>> BEGIN

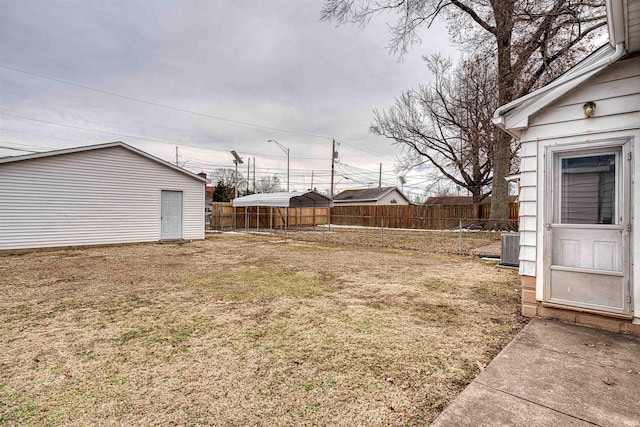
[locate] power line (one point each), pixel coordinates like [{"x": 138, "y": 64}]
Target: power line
[
  {"x": 156, "y": 104},
  {"x": 144, "y": 138}
]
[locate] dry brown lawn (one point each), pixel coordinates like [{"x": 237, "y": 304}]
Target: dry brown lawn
[{"x": 246, "y": 330}]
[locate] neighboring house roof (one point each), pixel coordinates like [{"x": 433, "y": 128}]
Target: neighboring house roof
[
  {"x": 624, "y": 38},
  {"x": 299, "y": 199},
  {"x": 366, "y": 195},
  {"x": 97, "y": 147},
  {"x": 460, "y": 200}
]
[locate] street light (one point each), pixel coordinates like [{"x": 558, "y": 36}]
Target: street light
[
  {"x": 237, "y": 160},
  {"x": 286, "y": 150}
]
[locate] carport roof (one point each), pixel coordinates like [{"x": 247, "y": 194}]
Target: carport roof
[{"x": 294, "y": 199}]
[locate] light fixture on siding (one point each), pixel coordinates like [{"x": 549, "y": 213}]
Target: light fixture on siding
[{"x": 589, "y": 108}]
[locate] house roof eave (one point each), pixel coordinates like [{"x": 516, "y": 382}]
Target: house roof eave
[{"x": 514, "y": 116}]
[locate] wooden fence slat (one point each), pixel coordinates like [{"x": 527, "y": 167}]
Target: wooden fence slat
[{"x": 412, "y": 216}]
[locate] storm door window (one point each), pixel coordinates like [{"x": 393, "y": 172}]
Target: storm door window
[{"x": 588, "y": 190}]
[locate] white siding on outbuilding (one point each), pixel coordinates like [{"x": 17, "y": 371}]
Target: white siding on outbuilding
[{"x": 102, "y": 195}]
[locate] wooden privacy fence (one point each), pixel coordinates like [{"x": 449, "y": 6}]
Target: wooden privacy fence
[{"x": 434, "y": 217}]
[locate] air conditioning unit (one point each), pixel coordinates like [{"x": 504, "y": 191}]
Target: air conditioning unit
[{"x": 510, "y": 249}]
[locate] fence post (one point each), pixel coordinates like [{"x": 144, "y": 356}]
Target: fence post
[{"x": 460, "y": 238}]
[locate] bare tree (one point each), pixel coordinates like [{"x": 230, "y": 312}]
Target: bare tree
[
  {"x": 532, "y": 42},
  {"x": 268, "y": 184},
  {"x": 448, "y": 123}
]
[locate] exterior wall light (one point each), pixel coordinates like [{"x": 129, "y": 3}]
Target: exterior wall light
[{"x": 589, "y": 108}]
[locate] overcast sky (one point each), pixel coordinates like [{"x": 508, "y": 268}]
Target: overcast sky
[{"x": 266, "y": 63}]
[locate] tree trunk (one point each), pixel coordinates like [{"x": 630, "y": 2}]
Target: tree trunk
[{"x": 503, "y": 12}]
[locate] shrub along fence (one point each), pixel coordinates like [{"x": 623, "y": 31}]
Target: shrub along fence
[{"x": 431, "y": 217}]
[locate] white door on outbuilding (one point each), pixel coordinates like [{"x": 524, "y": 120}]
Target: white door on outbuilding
[{"x": 171, "y": 215}]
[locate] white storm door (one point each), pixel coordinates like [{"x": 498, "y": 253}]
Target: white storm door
[
  {"x": 171, "y": 215},
  {"x": 588, "y": 228}
]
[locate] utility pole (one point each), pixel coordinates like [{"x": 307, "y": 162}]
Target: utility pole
[
  {"x": 286, "y": 150},
  {"x": 333, "y": 166},
  {"x": 248, "y": 170}
]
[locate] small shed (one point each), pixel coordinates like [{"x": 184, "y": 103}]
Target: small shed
[
  {"x": 98, "y": 194},
  {"x": 579, "y": 203},
  {"x": 381, "y": 196},
  {"x": 282, "y": 201}
]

>> END

Directions for this task: Can you repeat every record above exactly, apart from the pictures?

Full response:
[locate] power line (one point each), pixel coordinates like [{"x": 138, "y": 64}]
Target: power line
[
  {"x": 156, "y": 104},
  {"x": 144, "y": 138}
]
[locate] dry brown lawn (one point each), pixel coordinates like [{"x": 237, "y": 304}]
Target: dry brown lawn
[{"x": 246, "y": 330}]
[locate] neighboring house roof (one point each), pixel coordinates like [{"x": 433, "y": 128}]
Target: neighboring house roof
[
  {"x": 624, "y": 38},
  {"x": 299, "y": 199},
  {"x": 366, "y": 195},
  {"x": 97, "y": 147},
  {"x": 460, "y": 200}
]
[locate] street light (one point each), pixel coordinates like [{"x": 558, "y": 36}]
Target: street light
[
  {"x": 237, "y": 160},
  {"x": 286, "y": 150}
]
[locate] carport roof (one point each), pixel coordinates like [{"x": 247, "y": 194}]
Target: carport roof
[{"x": 294, "y": 199}]
[locate] light fixture on siding (one point each), pixel coordinates like [{"x": 549, "y": 213}]
Target: light fixture on siding
[{"x": 589, "y": 108}]
[locate] house roof eave (one point each), pixel coordinates like [{"x": 516, "y": 382}]
Target: house roof eave
[{"x": 514, "y": 116}]
[locate] wooden fence slat (one point each), pixel coordinates like [{"x": 527, "y": 167}]
Target: wooden fence slat
[{"x": 412, "y": 216}]
[locate] storm door window (one point each), pixel coordinates like [{"x": 393, "y": 172}]
Target: storm door window
[{"x": 588, "y": 190}]
[locate] white siding on outbuilding (one point each), pixel coordinates like [{"x": 17, "y": 371}]
Target: white siding on outbuilding
[{"x": 102, "y": 195}]
[locate] wooden privacy fence (one point each), pixel coordinates like [{"x": 449, "y": 6}]
Target: wooden privacy fence
[{"x": 434, "y": 217}]
[locate] air conditioning unit (one point each), pixel coordinates like [{"x": 504, "y": 191}]
Target: air conditioning unit
[{"x": 510, "y": 249}]
[locate] fence post (one point each), pixel coordinates like [{"x": 144, "y": 356}]
Target: fence post
[{"x": 460, "y": 238}]
[locate] bare tree (one point each), pixel coordinates like [{"x": 230, "y": 312}]
Target: bare tree
[
  {"x": 532, "y": 42},
  {"x": 268, "y": 184},
  {"x": 448, "y": 123}
]
[locate] exterior wall light (one point each), pixel coordinates like [{"x": 129, "y": 3}]
Target: exterior wall light
[{"x": 589, "y": 108}]
[locate] overcast sky (one point each), pixel coordinates like [{"x": 508, "y": 268}]
Target: overcast sky
[{"x": 266, "y": 63}]
[locate] tree trunk (one point each), pixel coordinates like [{"x": 630, "y": 2}]
Target: tree trunk
[{"x": 503, "y": 12}]
[locate] shrub along fence (one point each), pixel coordinates like [{"x": 623, "y": 31}]
Target: shrub along fence
[{"x": 431, "y": 217}]
[locate] white door on outbuilding (one point each), pixel coordinates like [{"x": 524, "y": 120}]
Target: white door on outbuilding
[{"x": 171, "y": 215}]
[locate] white storm door (one point each), pixel coordinates like [{"x": 498, "y": 253}]
Target: white storm door
[
  {"x": 171, "y": 215},
  {"x": 588, "y": 228}
]
[locate] utility pole (one point each), pixel coordinates like [{"x": 307, "y": 162}]
Target: utility pole
[
  {"x": 286, "y": 150},
  {"x": 333, "y": 166},
  {"x": 248, "y": 170}
]
[locate] small shed (one point each), pixel coordinates like [{"x": 184, "y": 103}]
Target: small shed
[
  {"x": 98, "y": 194},
  {"x": 579, "y": 203},
  {"x": 381, "y": 196},
  {"x": 282, "y": 201}
]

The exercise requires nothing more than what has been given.